_What this task involves_.
Only lines with the string "below" are wanted. Pull them out of the data.

# # # # #

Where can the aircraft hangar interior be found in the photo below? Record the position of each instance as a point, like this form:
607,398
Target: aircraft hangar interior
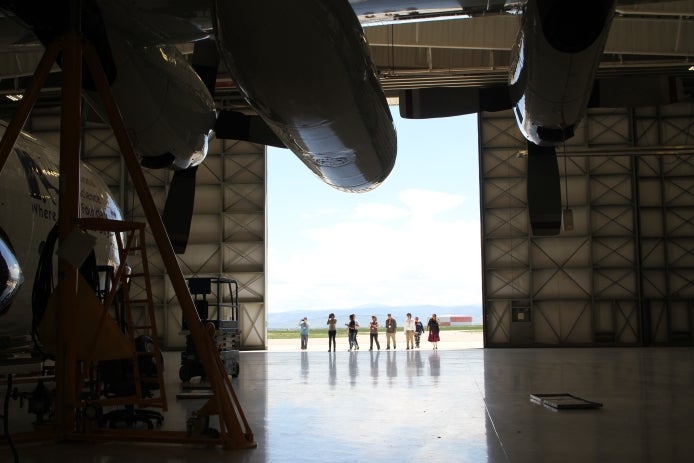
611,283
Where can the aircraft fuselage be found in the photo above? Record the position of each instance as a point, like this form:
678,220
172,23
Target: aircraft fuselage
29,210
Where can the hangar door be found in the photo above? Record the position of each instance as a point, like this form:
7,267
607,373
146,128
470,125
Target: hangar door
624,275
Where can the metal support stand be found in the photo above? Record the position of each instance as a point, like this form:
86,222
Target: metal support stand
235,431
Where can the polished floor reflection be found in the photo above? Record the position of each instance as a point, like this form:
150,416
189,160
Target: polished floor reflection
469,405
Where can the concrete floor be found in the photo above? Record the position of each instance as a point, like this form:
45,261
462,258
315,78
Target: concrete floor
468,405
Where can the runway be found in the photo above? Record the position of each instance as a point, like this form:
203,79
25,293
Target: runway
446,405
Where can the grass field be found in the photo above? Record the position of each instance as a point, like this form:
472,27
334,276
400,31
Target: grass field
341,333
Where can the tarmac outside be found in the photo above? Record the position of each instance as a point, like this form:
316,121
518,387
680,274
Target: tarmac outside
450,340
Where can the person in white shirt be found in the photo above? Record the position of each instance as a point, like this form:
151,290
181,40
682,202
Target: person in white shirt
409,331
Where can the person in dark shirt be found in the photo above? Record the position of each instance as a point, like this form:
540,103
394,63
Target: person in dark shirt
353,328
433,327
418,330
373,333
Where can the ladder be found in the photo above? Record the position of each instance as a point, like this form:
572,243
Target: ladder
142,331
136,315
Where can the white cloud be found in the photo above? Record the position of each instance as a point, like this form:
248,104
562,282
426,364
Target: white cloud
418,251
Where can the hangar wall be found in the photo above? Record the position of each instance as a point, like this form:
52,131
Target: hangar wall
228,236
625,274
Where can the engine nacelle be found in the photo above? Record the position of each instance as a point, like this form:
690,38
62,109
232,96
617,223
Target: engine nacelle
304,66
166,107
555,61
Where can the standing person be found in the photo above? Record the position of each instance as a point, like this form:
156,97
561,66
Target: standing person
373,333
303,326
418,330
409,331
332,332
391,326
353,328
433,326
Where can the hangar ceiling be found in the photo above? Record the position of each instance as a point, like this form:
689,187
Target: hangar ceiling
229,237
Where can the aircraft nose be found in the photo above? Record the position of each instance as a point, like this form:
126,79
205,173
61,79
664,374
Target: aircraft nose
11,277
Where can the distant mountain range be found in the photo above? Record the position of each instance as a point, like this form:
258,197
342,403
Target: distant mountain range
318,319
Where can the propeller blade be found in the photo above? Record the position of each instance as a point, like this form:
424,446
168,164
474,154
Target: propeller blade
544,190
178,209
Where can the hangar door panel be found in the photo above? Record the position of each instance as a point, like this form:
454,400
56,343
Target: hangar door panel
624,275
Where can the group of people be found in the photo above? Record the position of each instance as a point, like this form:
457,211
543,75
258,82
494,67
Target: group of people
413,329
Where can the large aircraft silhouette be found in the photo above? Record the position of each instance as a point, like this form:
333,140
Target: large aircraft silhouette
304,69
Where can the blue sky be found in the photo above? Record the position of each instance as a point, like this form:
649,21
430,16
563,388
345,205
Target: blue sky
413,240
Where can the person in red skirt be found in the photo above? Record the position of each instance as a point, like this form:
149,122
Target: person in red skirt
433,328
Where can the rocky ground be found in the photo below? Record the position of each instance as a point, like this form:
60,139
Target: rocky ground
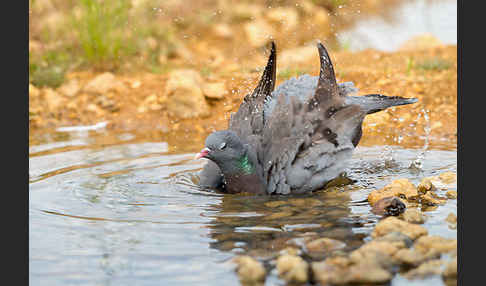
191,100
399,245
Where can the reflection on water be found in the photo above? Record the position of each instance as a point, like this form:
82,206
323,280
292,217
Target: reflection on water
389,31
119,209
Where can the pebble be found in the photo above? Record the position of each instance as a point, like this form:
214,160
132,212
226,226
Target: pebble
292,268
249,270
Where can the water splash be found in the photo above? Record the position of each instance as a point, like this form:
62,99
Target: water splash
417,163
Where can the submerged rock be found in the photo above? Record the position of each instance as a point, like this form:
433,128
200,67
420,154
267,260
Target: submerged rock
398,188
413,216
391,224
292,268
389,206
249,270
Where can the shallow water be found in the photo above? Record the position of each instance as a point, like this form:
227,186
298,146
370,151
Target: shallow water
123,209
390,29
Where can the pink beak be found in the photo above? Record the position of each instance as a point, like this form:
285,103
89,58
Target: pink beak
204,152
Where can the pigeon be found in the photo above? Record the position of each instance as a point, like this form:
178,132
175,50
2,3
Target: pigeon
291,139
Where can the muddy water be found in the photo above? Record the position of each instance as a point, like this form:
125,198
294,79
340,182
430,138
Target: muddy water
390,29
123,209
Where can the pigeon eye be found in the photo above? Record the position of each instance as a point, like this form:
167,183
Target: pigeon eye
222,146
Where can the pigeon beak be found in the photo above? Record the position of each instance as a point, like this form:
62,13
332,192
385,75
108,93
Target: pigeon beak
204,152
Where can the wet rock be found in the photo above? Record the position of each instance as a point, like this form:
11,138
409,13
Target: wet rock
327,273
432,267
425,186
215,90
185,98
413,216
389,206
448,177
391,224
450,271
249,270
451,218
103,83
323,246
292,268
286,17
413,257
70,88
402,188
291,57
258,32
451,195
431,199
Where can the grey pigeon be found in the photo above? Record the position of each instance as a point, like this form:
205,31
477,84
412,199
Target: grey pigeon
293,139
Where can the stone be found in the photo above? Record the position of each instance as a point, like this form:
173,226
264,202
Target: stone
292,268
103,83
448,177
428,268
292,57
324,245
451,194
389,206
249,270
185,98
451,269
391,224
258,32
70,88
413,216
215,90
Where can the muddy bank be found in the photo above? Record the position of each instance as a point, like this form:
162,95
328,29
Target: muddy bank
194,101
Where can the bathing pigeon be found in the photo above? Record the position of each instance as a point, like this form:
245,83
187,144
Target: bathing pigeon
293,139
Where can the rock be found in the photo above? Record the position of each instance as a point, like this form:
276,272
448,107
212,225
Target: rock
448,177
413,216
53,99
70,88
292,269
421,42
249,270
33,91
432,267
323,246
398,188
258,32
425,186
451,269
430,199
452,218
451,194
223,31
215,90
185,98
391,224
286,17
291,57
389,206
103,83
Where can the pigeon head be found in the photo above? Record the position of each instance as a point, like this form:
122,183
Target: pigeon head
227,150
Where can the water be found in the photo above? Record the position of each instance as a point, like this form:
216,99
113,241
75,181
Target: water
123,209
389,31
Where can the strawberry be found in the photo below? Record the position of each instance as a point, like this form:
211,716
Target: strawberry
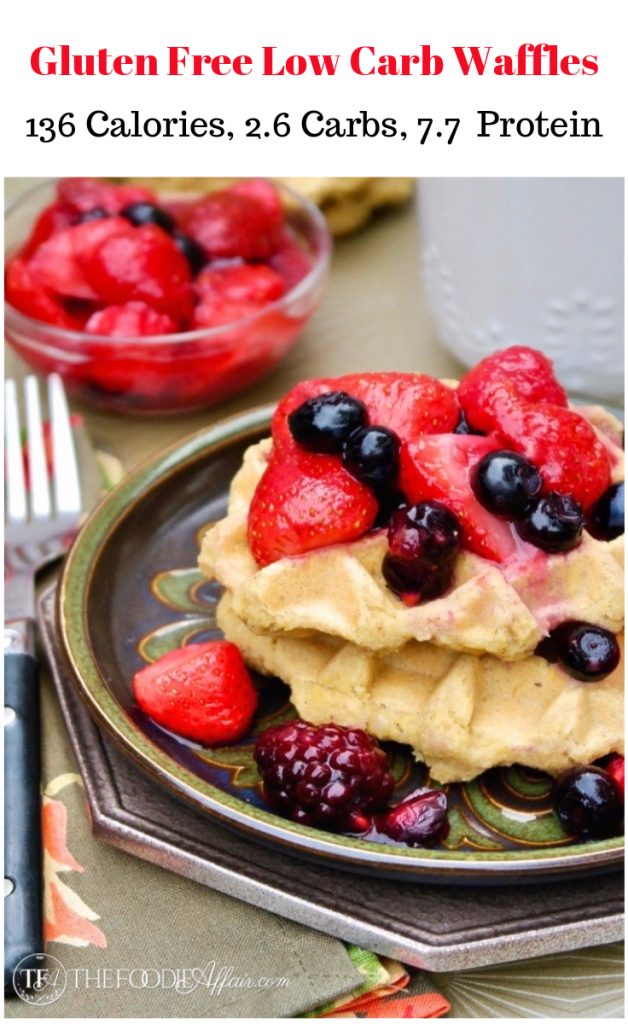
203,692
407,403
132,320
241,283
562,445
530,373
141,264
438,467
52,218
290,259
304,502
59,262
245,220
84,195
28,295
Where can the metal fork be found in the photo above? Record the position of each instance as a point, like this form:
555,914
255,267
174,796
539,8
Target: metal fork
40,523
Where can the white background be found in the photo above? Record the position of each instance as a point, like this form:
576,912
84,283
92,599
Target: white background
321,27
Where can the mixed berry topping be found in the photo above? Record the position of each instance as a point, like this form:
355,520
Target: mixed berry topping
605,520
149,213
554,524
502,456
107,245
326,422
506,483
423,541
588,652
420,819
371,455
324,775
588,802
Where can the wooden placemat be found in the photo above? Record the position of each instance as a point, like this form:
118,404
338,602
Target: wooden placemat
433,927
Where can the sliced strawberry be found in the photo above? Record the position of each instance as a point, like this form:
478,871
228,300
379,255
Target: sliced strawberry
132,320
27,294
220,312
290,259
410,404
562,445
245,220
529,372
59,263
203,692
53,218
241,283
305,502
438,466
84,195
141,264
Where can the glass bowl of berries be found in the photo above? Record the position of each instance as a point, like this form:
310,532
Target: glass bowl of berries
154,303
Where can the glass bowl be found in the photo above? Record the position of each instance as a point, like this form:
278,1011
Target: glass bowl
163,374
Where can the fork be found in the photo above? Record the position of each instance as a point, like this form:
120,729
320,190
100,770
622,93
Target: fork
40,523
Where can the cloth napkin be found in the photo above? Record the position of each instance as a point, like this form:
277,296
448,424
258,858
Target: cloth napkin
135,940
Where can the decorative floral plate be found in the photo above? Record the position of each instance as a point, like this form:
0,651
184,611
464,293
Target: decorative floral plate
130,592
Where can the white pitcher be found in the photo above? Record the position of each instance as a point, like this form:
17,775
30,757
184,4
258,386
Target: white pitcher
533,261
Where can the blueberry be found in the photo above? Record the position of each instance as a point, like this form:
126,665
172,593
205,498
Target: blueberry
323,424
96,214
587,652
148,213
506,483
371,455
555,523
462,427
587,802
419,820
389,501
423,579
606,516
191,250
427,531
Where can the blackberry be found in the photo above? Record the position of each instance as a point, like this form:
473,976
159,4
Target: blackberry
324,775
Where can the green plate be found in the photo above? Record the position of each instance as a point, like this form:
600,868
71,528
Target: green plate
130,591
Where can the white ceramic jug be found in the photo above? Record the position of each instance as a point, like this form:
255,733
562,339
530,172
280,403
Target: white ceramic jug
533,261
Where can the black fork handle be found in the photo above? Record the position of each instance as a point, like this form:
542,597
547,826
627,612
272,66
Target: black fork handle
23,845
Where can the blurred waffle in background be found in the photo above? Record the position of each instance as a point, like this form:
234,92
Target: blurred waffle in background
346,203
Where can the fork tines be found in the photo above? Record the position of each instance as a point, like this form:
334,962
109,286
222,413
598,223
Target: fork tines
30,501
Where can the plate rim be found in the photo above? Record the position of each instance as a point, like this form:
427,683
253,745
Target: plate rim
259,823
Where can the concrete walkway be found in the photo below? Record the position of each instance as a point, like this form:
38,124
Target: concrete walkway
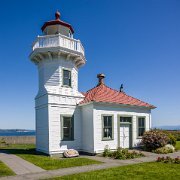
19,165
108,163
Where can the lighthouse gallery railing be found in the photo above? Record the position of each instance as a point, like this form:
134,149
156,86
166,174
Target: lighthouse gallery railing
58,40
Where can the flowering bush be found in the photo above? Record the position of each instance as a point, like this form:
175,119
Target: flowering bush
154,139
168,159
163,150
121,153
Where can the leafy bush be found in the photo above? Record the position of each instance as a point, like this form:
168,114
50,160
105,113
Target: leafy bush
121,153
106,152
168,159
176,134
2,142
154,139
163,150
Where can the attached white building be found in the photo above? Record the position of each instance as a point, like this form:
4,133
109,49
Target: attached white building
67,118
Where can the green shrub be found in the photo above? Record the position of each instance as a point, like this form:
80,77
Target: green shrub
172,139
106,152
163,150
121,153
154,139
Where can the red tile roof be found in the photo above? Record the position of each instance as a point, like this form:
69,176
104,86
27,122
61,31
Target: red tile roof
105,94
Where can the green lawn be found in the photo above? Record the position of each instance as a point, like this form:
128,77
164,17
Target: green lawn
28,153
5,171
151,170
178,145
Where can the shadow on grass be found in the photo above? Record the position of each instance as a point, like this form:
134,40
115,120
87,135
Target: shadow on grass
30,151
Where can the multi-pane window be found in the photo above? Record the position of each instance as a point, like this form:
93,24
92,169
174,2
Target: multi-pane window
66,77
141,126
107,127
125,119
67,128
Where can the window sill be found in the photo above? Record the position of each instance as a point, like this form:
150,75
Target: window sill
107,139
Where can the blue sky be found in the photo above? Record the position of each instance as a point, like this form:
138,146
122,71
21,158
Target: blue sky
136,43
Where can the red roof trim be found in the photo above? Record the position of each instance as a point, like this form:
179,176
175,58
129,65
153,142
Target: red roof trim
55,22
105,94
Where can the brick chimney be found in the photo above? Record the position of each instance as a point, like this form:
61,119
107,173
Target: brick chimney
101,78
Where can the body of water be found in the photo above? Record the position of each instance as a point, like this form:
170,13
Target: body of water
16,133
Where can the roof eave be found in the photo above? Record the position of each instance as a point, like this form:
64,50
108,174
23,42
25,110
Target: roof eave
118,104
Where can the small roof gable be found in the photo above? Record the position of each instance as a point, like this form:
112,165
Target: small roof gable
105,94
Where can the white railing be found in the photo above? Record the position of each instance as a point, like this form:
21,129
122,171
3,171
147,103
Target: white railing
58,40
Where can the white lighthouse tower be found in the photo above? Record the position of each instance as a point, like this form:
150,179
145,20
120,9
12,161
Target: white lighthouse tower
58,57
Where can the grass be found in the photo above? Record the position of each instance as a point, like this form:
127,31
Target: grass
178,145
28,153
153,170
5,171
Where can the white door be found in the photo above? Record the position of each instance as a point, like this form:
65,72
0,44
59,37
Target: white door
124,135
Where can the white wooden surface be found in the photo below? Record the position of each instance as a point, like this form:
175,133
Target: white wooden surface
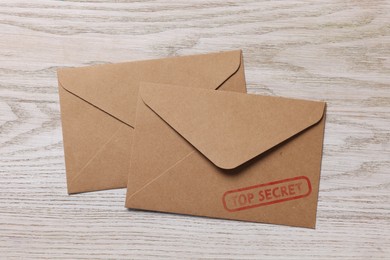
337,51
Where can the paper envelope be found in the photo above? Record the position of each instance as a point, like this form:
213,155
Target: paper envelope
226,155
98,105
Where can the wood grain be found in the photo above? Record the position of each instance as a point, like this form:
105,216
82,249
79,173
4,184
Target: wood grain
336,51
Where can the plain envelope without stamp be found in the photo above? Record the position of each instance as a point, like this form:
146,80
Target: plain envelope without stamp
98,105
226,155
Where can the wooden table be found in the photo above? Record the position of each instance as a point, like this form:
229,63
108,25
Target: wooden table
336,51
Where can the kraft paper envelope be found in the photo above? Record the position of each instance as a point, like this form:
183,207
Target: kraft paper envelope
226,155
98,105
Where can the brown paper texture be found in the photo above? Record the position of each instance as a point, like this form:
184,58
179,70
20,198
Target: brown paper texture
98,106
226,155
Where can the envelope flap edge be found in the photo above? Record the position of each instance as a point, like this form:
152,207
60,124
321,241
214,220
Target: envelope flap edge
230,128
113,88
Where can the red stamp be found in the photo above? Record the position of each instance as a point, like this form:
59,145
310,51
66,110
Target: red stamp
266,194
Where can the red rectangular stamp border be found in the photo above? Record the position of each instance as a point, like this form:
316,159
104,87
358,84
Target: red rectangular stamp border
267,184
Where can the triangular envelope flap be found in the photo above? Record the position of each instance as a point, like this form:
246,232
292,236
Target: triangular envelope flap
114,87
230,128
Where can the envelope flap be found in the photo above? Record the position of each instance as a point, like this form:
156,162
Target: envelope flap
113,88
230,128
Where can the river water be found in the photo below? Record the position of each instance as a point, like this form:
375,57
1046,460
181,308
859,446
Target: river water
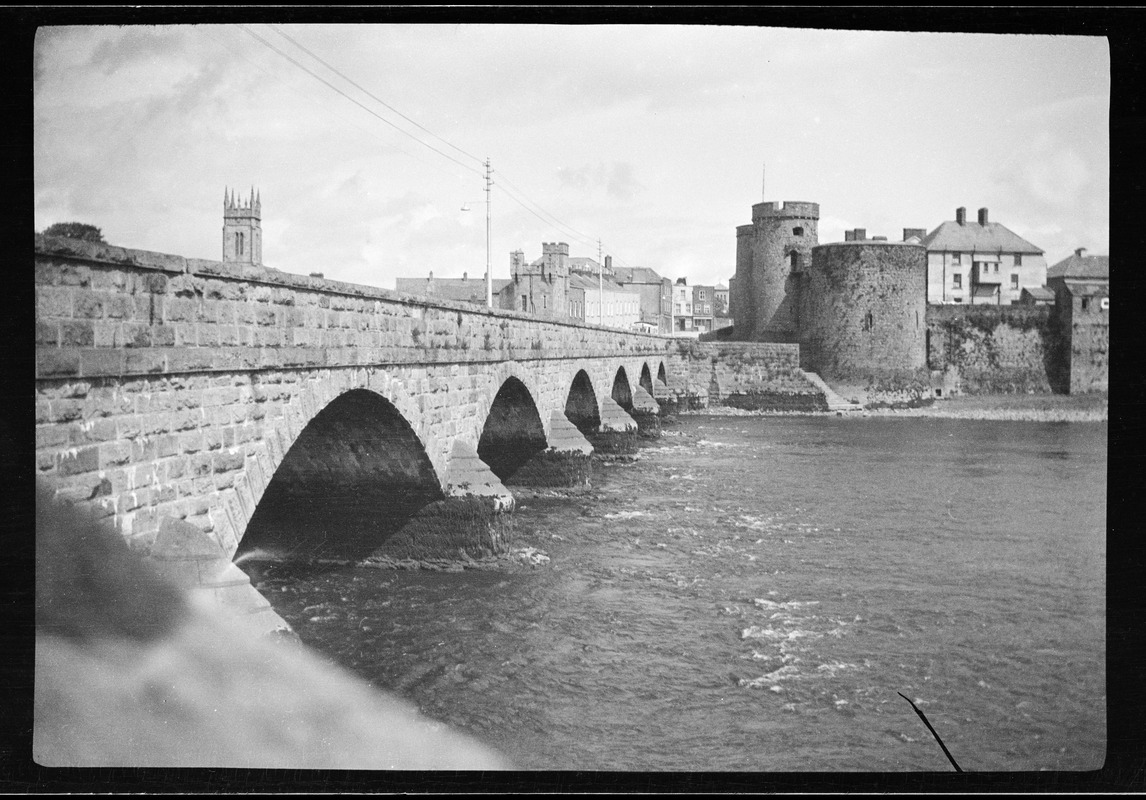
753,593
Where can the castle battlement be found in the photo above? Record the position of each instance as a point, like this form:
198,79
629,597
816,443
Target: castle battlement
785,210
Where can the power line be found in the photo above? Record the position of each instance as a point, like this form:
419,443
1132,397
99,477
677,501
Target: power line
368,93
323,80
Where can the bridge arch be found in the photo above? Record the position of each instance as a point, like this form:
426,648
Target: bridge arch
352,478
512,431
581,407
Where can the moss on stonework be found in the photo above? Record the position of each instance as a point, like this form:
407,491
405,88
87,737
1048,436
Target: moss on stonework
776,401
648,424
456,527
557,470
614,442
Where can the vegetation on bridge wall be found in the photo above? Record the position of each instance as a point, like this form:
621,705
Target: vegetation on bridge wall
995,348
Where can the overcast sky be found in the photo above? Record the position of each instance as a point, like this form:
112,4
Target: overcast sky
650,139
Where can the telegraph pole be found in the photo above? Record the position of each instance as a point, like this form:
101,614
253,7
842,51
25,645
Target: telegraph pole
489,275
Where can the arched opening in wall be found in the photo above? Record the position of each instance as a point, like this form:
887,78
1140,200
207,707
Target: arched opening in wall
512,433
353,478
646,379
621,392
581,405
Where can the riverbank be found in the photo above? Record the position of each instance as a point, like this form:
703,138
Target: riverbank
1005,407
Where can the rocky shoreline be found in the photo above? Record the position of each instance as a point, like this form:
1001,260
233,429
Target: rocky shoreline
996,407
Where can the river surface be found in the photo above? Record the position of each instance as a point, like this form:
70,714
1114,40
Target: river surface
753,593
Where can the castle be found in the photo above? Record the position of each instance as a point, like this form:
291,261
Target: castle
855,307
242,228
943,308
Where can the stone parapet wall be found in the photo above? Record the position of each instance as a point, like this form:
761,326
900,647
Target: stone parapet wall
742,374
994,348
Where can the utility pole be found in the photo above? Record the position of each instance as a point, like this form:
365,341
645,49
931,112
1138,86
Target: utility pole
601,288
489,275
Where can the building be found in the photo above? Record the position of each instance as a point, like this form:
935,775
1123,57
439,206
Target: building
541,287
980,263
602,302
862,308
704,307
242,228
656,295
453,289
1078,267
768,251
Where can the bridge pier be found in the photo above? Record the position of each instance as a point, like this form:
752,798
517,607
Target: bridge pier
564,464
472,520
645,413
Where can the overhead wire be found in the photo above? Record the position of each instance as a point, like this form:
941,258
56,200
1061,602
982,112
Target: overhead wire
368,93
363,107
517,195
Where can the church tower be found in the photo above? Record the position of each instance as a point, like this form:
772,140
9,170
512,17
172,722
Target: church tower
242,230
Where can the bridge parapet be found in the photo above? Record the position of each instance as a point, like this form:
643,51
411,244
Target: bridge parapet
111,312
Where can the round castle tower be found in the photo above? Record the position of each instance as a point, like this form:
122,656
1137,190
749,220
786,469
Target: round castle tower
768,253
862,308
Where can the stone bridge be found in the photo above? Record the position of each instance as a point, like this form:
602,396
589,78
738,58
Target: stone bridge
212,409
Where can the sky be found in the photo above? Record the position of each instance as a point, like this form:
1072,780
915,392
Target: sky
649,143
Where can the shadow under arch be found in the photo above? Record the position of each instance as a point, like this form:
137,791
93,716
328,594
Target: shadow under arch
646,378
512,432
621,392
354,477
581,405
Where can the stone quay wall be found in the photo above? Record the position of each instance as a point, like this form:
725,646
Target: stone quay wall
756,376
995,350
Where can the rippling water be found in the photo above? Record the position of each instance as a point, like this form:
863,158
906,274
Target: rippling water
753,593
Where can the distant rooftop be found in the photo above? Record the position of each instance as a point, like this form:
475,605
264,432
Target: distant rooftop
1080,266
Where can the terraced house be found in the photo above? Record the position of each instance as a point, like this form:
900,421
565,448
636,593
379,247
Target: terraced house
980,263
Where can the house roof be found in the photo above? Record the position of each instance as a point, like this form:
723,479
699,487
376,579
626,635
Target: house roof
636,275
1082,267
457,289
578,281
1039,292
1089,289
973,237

# # # # #

_Solved problem_.
Where can the aircraft hangar interior be found in the photo below? Record the position of each instance as a point, like this form:
Where can the rocky ground be found in the photo below? Record the position of each instance as a point, like this form:
Where can the strawberry be found in the photo below? Record the position of each instance as a point, like this form:
Where can the concrete walkway be found in the photo below? Record the position of each instance as a point, like this form:
Where can the white wooden surface be found in the photo below? Record the position of each instance as a point, like this form:
Where can the river water be found in the photo below? Record the position of each instance as a point, like this form:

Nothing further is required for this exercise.